### [Source records]
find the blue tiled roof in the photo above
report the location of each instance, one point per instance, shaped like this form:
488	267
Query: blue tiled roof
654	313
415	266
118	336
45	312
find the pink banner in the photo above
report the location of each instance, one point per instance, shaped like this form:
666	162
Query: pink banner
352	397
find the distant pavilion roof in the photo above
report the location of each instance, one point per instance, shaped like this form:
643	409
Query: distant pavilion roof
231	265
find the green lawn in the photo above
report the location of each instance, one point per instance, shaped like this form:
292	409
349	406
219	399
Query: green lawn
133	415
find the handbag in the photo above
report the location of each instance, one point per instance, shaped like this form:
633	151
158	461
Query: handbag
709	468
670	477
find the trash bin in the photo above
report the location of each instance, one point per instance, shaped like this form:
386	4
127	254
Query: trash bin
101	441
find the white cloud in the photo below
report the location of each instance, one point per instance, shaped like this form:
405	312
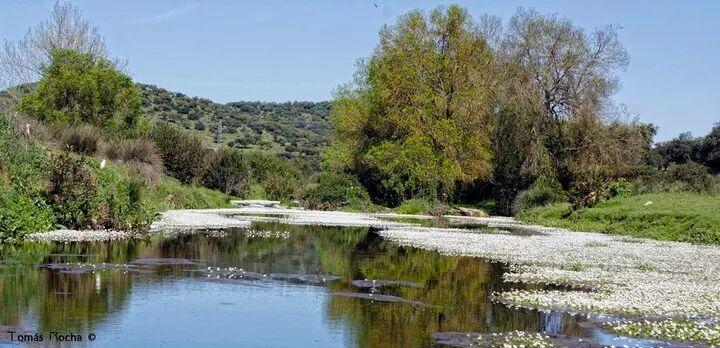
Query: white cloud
167	15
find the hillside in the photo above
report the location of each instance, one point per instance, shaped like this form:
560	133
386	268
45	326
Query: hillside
290	129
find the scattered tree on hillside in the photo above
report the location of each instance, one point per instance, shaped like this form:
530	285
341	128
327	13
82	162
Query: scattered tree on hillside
26	60
81	87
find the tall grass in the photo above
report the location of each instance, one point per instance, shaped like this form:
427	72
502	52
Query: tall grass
678	216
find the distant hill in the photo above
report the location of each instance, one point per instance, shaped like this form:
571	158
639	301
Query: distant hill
290	129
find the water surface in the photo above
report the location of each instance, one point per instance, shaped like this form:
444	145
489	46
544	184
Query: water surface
201	301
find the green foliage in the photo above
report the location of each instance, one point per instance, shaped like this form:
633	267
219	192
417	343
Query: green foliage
279	187
692	176
228	172
414	206
72	192
710	149
275	178
141	154
172	194
81	87
332	190
22	163
82	139
120	202
291	129
19	215
678	216
542	193
182	153
417	119
620	188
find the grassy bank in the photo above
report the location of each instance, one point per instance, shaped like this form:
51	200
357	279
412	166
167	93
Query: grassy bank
676	216
43	187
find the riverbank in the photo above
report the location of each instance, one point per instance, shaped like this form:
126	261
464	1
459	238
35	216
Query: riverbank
621	276
673	216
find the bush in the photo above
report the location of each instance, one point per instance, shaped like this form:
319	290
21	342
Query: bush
414	206
23	162
619	188
82	139
72	192
692	177
228	172
182	153
120	199
141	154
334	189
81	87
542	193
282	188
19	215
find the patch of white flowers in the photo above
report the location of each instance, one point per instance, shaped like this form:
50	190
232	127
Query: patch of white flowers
626	276
673	330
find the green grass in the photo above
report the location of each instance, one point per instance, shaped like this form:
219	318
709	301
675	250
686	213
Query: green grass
676	216
121	199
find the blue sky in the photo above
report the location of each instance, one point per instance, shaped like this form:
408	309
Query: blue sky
293	50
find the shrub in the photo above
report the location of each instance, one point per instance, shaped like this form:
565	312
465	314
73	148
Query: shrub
692	176
30	126
182	153
141	154
414	206
620	188
542	193
282	188
81	87
19	215
82	139
24	163
72	191
120	201
334	189
228	172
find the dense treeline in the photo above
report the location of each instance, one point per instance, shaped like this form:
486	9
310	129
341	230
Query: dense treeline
452	109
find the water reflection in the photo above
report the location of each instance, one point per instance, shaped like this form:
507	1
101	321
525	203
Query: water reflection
120	306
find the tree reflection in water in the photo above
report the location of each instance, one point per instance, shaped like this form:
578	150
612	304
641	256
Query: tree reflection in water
457	289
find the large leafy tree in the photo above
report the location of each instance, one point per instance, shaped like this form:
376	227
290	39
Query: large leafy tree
557	83
416	122
82	87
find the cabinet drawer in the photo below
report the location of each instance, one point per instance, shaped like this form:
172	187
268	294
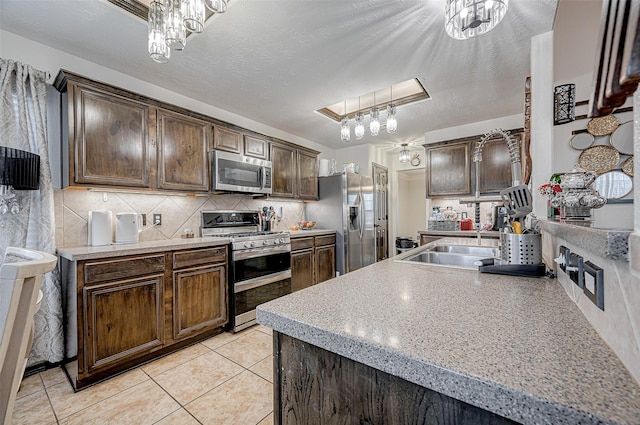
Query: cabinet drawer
102	271
199	256
325	240
301	243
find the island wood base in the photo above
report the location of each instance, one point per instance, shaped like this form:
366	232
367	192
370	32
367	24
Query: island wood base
316	386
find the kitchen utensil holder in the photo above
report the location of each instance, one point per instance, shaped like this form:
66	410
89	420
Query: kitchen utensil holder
521	248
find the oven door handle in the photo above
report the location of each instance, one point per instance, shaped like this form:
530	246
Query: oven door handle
260	252
245	285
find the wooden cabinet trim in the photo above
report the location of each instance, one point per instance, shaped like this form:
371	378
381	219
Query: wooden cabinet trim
92	317
197	257
325	240
182	330
302	243
103	271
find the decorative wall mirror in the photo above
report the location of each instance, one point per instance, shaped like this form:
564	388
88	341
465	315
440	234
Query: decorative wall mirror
613	184
622	138
581	141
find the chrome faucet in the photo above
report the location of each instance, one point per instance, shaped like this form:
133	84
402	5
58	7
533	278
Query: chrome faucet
516	167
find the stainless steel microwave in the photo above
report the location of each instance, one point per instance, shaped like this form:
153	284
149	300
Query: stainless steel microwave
238	173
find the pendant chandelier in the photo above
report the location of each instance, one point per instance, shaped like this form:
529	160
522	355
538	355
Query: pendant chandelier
345	130
169	21
468	18
404	156
374	119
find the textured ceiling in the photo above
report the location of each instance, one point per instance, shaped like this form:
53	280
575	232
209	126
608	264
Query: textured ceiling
277	61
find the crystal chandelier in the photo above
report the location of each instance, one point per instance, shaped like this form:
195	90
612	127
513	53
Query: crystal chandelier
169	21
404	156
345	130
468	18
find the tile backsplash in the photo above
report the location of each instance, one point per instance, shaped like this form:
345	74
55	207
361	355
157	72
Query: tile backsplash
178	211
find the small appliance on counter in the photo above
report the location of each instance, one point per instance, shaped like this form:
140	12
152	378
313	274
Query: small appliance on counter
128	227
100	228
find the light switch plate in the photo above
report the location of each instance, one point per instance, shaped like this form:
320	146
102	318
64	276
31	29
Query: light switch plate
564	253
594	284
577	276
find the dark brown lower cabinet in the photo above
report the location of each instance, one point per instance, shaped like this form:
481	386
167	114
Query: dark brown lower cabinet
124	311
313	260
112	309
316	386
301	269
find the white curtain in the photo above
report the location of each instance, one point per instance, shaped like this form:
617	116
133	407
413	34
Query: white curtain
23	125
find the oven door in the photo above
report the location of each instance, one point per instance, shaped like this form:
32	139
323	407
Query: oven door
257	263
238	173
251	293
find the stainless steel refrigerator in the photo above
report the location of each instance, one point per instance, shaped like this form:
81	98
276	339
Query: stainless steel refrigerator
346	204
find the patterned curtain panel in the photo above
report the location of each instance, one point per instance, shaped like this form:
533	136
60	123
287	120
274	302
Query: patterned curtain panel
23	125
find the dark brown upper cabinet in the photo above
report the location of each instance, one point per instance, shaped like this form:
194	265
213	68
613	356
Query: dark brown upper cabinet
228	140
295	172
183	146
108	138
451	170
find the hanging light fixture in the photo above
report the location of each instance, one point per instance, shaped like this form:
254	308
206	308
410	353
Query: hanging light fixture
193	15
175	33
359	128
216	6
169	21
392	122
404	156
158	48
345	130
468	18
374	122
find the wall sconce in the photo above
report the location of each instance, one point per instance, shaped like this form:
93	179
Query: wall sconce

### [Problem statement]
None of the pictures should appear; repeat the records exactly otherwise.

### [Result of this task]
find the blue tiled roof in the photo above
report the location of each instance, one point per instance, shaped like this form:
488	267
Query: blue tiled roof
654	313
415	266
118	336
45	312
find the pink banner in the photo above
report the location of each instance, one point per instance, shaped like this form:
666	162
Query: pink banner
352	397
find the distant pavilion roof in the photo above
report the location of each instance, one point per instance, shaped like this form:
643	409
Query: distant pavilion roof
231	265
find the green lawn in the photo above
report the location of each instance, one point per instance, shaped like this form:
292	409
349	406
219	399
Query: green lawn
133	415
find the handbag in the photo above
report the location of each instance, one point per instance, shaped like this form:
633	151
158	461
Query: handbag
709	468
670	477
find the trash bin in the photo above
report the location of each instance, one point per instance, shaped like this form:
386	4
127	254
Query: trash bin
101	441
find the white cloud in the photo below
report the location of each instance, one point per instance, shaped like this form:
405	312
Query: white cloud
167	15
find the hillside in the photo above
report the location of each instance, one point per instance, shaped like this form:
560	133
386	268
45	326
Query: hillside
290	129
find the scattered tree on hillside in the photo above
report the location of each instance, one point per instance, shaped like this form:
530	285
341	128
327	13
82	162
Query: scattered tree on hillside
26	60
81	87
find the tall grass in the photo above
report the location of each instance, one point per instance, shaped like this form:
427	72
502	52
Query: tall grass
678	216
find the distant hill in the photo above
report the location of each instance, one point per instance, shaped like this form:
571	158
639	301
Query: distant hill
290	129
find the water surface in the photo above
report the location of each instance, one point per instance, shaped like this form:
444	145
489	46
544	184
Query: water surface
201	301
find the green foliage in the photo above
report the location of each instance, one point per instance, shaped like this form:
633	267
219	192
417	343
Query: green foliage
279	187
692	176
228	172
414	206
72	192
710	149
275	178
141	154
172	194
81	87
332	190
22	163
82	139
120	202
291	129
19	215
678	216
542	193
182	153
417	119
620	188
find the grassy bank in the photo above
report the location of each instance, one point per instance, shaped like this form:
51	200
357	279
412	166
167	93
Query: grassy bank
676	216
43	187
find the riverbank in the photo above
report the location of each instance, one point per instance, shaped like this form:
126	261
464	1
459	238
35	216
Query: riverbank
621	276
673	216
find the bush in the photo above
report the location of each instance, one point per instance, shaped like this form:
319	290
21	342
Query: bush
414	206
23	162
619	188
82	139
72	192
692	177
228	172
182	153
120	199
141	154
334	189
81	87
542	193
282	188
19	215
find the patch of white flowers in the photo above
report the location of each instance, one point per instance, shaped like this form:
50	190
232	127
Query: patch of white flowers
626	276
673	330
find the green grass in the photo above
report the location of each instance, one point per instance, shaped like this form:
219	318
709	301
675	250
686	213
Query: green grass
676	216
121	199
find the blue sky in the photo above
report the location of each instance, one point per instance, shaped like this form:
408	309
Query: blue sky
293	50
find the shrub in the photo above
report the location of each instance, one point per instance, shaped like this form:
565	312
465	314
73	148
Query: shrub
692	176
30	126
182	153
141	154
414	206
620	188
542	193
282	188
81	87
19	215
82	139
24	163
72	191
120	201
334	189
228	172
find the dense treeline in the photo above
report the location of each instance, one point per instance, shaped like this form:
486	9
310	129
341	230
Query: dense treeline
452	109
find the water reflection in the photo above
report the location of each instance, one point per instance, shaped like this form:
507	1
101	321
525	203
Query: water reflection
120	306
find the tree reflection in water in the photo above
report the location of each instance, one point per instance, shaped like this form:
578	150
612	304
641	256
Query: tree reflection in water
457	289
find the large leafy tree in the photo above
report the location of each instance, one point per instance, shaped like this form:
376	227
290	39
Query: large leafy tree
557	83
416	122
82	87
find the cabinet drawer in the photo below
report the location of each instance, one point per instance, shaped like this form:
172	187
268	294
Query: cabinet drawer
102	271
199	256
325	240
301	243
find the island wood base in the photo above
report the location of each instance, one point per instance, shaped like this form:
366	232
367	192
370	32
367	24
Query: island wood base
316	386
find the kitchen utensil holder in the photo above
report the location of each instance, one point per instance, shaped like this form:
66	410
89	420
Query: kitchen utensil holder
521	248
find the oven door handle in the photo above
report the location of each instance, one point per instance, shaped like this form:
530	246
Query: oven door handle
260	252
245	285
find the wooden cabinet trim in the photo above
report the location of each instance, one point per instance, shaped like this form:
371	378
381	219
Query: wooden cabinet trim
92	317
197	257
325	240
182	330
302	243
103	271
find the decorative wall mirror in the photo above
report the location of each instance, one point per instance, shaped like this form:
564	388
88	341
465	315
440	234
Query: decorative wall mirror
613	184
622	138
581	141
find the chrome faucet in the photo above
report the location of each instance, one point per instance, shaped like this form:
133	84
402	5
58	7
533	278
Query: chrome faucet
516	167
find the stainless steel microwave in the photo above
report the location of each instance, one point per instance, shaped like this form:
153	284
149	300
Query: stainless steel microwave
238	173
find the pendant chandelier in the photo above
report the location of each instance, one point per instance, shaped like this form:
529	160
522	355
538	355
Query: pendant chandelier
345	130
169	21
468	18
404	156
374	119
find the textured ceiling in the photo above
report the location of each instance, one point per instance, shaped like this form:
53	280
575	232
209	126
608	264
Query: textured ceiling
277	61
find the crystal chandelier in the photo above
report the location of each instance, one point per instance, shaped like this form:
195	90
612	127
513	53
Query: crystal chandelier
169	21
404	156
345	130
468	18
find the tile backsplash in the photo above
report the location of each instance, one point per instance, shaped like this form:
345	74
55	207
361	355
157	72
Query: tile backsplash
178	211
find the small appliance on counter in the photo above
report the location of each instance, one point per instance, shaped like this form:
140	12
152	378
313	274
Query: small appliance on counter
128	227
100	228
find the light switch plate in the photo above
report the location of each instance, one point per instance, shaped like this form:
320	146
102	318
64	276
31	29
Query: light switch plate
564	253
594	284
577	276
find the dark brown lower cabinet in the photo above
report the location of each instance, one point per instance, shaped like this form:
481	386
167	114
Query: dark brown lower cabinet
124	311
313	260
112	309
316	386
301	269
find the white curtain in the photo above
report the location of each instance, one point per instance, shaped like this form:
617	116
133	407
413	34
Query: white curtain
23	125
find the oven door in the photo above
report the location of each instance, one point per instance, shaped like this form:
32	139
323	407
Query: oven door
257	263
238	173
251	293
find the stainless steel refrigerator in the photo above
report the location of each instance, one point per instance, shaped like this form:
81	98
276	339
Query: stainless steel refrigerator
346	204
find the patterned curtain panel in the photo above
report the location of each instance, one point per instance, shaped like this form:
533	136
60	123
287	120
274	302
Query: patterned curtain panel
23	125
find the dark brown upper cabinet in the photo above
report the location of each instance, one point per instance, shaped like this form:
194	265
213	68
613	356
Query: dark brown upper cabinet
228	140
295	172
183	146
108	138
451	170
find the hanging light fixture in the photo above
report the location of each instance, one point per instance, shaped like this form:
254	308
206	308
410	353
Query: hanging light fixture
193	15
175	33
359	128
216	6
169	21
392	122
404	156
158	48
345	130
468	18
374	122
find the wall sconce in the photo above
report the location of each instance, one point per instance, shaped like this form:
93	179
Query: wall sconce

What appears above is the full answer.